PASSAGE TO READ.
——————————
# Full livery Costs??



## 1234567890 (8 July 2012)

I know this will vary from region to region,but I just wondered what people pay for Full livery and what you would expect to get for it?
I would appreciate any suggestions its so confusing,I don't want to get ripped off!!!


----------



## SugarHigh (8 July 2012)

The place closest to me are £70 a week and for that you get a stable, they are turned out between 9am and 1pm then they are in til next morning they are fed watered and mucked out also as well as use of both indoor and outdoor schools


----------



## 1234567890 (8 July 2012)

Thanks Sugar High,
So if you wanted your horse ridden,how much extra do you think that would be??


----------



## sammylou93 (8 July 2012)

Professional competition rider, all inc £150-£200 pw
Standard livery yard, all inc £130-£160pw
7 day care, you ride from £80pw

It will depend on location and the standard of the yard.


----------



## case895 (8 July 2012)

I pay £90/week. Includes turnout, feed, visits and unlimited school use.


----------



## jenz87 (8 July 2012)

Full livery £100 7 day week muck out, turnout bring in, rugs etc, feed, hay, bed etc inc, all except grooming and riding.
Training livery £150-170 as full but with 5 days a week training


----------



## The Fuzzy Furry (8 July 2012)

Closest to me (NW Surrey) is £150pw for Mon-Fri everything done & also mornings at weekends. 
Owners expected to do weekend afternoons or pay more.
Outdoor school, solarium, horse walker (they go on this daily) straight onto hacking.
Turnout around 9 - 10 months of the year for half day (AM or PM to suit YO)
Rugs changed, drying room.
Bedding on shavings, x amount used, owners pay more per bale if horse mucky thing & needing more. (only know of 1 who pays for 2 extra bales a week)
Fed 3 or 4 times a day (additives supplied by owners)
Hayed 4 times a day

Minus points:
No horsebox/trailer parking & even limited car parking.
Nobody to be on yard before 7.30am unless prior arrangement.
Fields boggy when wet, hence the half day turnout or none at all if soggy.
Horses brushed off or hosed down when brought in from fields, or quick-brushed over (no thorough 'groom')
No tack cleaned


----------



## 1234567890 (8 July 2012)
——————————
PROVIDED MATERIAL.

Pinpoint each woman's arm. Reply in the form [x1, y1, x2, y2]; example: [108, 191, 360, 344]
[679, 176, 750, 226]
——————————
REQUIREMENTS.
- a) Quote the livery costs thread word for word, from "Fed 3 or 4 times" up to and including "unless prior arrangement.".
- b) Extend the forum thread on full livery costs, picking up right after its final line.

TASK ANSWERS.
- a)
Fed 3 or 4 times a day (additives supplied by owners)
Hayed 4 times a day

Minus points:
No horsebox/trailer parking & even limited car parking.
Nobody to be on yard before 7.30am unless prior arrangement.

- b)
Thank you for your replies, Its really interesting,I been to a couple of yards but the price seems to vary so much but they all seem very well run with a very high standard, I don't mind paying out but the variation of whats included does change enormously!!!


----------



## sammylou93 (8 July 2012)

Work out exactly what it is you want on a day to day basis and then ask the yard what they will charge you for it. No point paying extra for something that you don't need!


----------



## scotsmare (9 July 2012)

I pay £105 per week.  This includes all basic full livery stuff like feeding / rug changing / mucking out / turn out / bring in / unlimited haylage / holding for vet or farrier.  Bedding is extra, you can bring your own or use the yards.  Schooling is available at extra cost.

Might seem high but we have fantastic competition standard facilities which aren't available at other yards in the area so ultimately it's worth it for me.


----------



## Gorgeous George (9 July 2012)

I pay £485 a month, that includes bedding on woodchips and rubber mats, all feed, all mucking out, ad lib hay. 12 hours turnout every day April-Nov, 4 hrs every day Dec-April. Rugs changed daily, feet picked out daily, holding for vet, farrier etc. Yard in good order, fields poo picked twice a day.

Facilities include tack and rug storage, 40x20 floodlit school with jumps, excellent hacking.

It doesn't include riding, grooming, tack cleaning, wormers.


----------



## ofcourseyoucan (9 July 2012)

depends on the defination of full livery! most of the above is my part livery! my part livery is all bedding bucket food and hay. muck out and turn out and bring in! and tuck up for the night. so owners ride/groom/clean tack. my full livery is the part plus exercising x4 week tack cleaning grooming.

How much do you want your yard to do? how much do you want to do yourself? and what area in the country are you? and what facilities do you require???????


----------



## VioletStripe (10 July 2012)

Where I am we're paying £105 per week, muck out shavings bed, rug change, attending on vet and farrier, all feed and hay included, full use of facilities, and turn out from 10 till around 4, as well as bring in and water etc


----------



## 1234567890 (10 July 2012)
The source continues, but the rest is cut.